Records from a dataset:
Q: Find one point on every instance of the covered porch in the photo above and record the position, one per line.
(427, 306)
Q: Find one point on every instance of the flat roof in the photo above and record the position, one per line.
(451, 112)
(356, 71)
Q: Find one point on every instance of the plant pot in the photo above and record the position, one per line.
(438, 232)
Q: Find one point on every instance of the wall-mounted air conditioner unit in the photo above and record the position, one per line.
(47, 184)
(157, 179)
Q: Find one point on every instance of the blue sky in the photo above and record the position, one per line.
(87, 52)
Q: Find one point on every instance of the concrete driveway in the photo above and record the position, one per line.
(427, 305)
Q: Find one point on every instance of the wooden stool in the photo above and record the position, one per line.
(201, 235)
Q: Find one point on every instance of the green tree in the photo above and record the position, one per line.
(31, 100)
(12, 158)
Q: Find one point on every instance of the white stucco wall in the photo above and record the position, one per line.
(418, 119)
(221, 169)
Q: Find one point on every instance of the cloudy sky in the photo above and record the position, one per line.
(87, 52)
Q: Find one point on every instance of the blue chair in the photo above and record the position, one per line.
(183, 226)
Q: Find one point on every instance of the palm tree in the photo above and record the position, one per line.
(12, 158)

**Work to be completed**.
Could you update these items so that every "record the position" becomes "note the location", with nothing else changed?

**Result of the task**.
Q: Find one point on every instance of the covered porch in the photo above and note the location, one per line.
(427, 306)
Q: Find one point on every instance of the flat roof in the photo above and note the location, one per line.
(451, 112)
(356, 71)
Q: Find one point on every instance of the plant pot in the photo above and note the location, one per line.
(438, 232)
Q: Find one point on every instance of the wall-mounted air conditioner unit in the photo above and note the location, one per line.
(47, 184)
(157, 179)
Q: Find one point on every instance of the blue sky in the photo above and note the location, one per line.
(87, 52)
Q: Find one point on every instance of the concrete driveway in the photo above and note the location, one per line.
(427, 305)
Q: Find one point on every instance of the wooden stool in the photo above and note the location, one per line.
(201, 235)
Q: Find one point on every instance of the green tree in the photo above and note the location, one per line.
(31, 100)
(12, 158)
Q: Find one point on every instance of the white stucco wall in the photo above and note the location, one per line.
(418, 119)
(221, 169)
Q: Find one point on every instance of the cloudy sky in the photo above and note the location, one per line.
(87, 52)
Q: Find one point on every instance of the blue chair in the photo above and note the location, one per line.
(183, 226)
Q: Find one point on every instance of the palm tree in the photo above and note the location, one per line.
(12, 158)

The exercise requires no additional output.